[Records for the task Boundary: Start]
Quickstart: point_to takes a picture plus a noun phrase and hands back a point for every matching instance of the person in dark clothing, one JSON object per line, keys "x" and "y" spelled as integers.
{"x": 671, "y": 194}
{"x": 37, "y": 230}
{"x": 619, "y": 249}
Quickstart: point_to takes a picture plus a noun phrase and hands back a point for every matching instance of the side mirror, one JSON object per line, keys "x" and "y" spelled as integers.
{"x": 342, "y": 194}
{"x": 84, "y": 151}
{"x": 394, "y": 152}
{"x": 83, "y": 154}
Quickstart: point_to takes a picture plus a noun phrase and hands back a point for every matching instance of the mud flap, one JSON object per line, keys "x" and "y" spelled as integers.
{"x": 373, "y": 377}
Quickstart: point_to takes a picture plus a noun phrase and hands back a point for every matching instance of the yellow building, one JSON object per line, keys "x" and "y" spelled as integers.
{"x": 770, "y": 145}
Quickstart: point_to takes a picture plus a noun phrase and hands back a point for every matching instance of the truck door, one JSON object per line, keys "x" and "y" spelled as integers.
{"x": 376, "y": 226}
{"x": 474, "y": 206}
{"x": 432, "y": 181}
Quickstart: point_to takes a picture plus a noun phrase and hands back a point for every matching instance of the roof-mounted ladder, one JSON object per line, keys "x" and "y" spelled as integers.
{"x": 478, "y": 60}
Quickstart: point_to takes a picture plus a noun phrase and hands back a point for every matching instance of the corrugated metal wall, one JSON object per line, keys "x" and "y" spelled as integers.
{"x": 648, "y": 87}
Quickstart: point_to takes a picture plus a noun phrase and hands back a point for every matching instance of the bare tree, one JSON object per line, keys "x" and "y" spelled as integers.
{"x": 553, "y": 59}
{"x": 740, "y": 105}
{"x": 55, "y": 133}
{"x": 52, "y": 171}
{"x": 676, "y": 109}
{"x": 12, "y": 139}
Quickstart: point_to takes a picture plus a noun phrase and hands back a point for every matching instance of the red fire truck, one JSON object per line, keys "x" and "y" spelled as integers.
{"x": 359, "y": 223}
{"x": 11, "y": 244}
[Records for the task Boundary: End]
What the task asks - Return, exactly as written, the "of the bare" line and each line after it through the end of the listing above.

Output of the exercise -
Quickstart: point_to takes a picture plus a noun phrase and hands back a point for every matching instance of the bare tree, one JSON object per line, keys "x" and "y" spelled as integers.
{"x": 553, "y": 59}
{"x": 740, "y": 105}
{"x": 55, "y": 133}
{"x": 52, "y": 171}
{"x": 676, "y": 109}
{"x": 12, "y": 139}
Quickstart: point_to takes a picture plus a noun phrase and hands back a point for every matching instance of the red fire truck, one JSON object per line, keys "x" and "y" spelled as integers.
{"x": 359, "y": 223}
{"x": 11, "y": 244}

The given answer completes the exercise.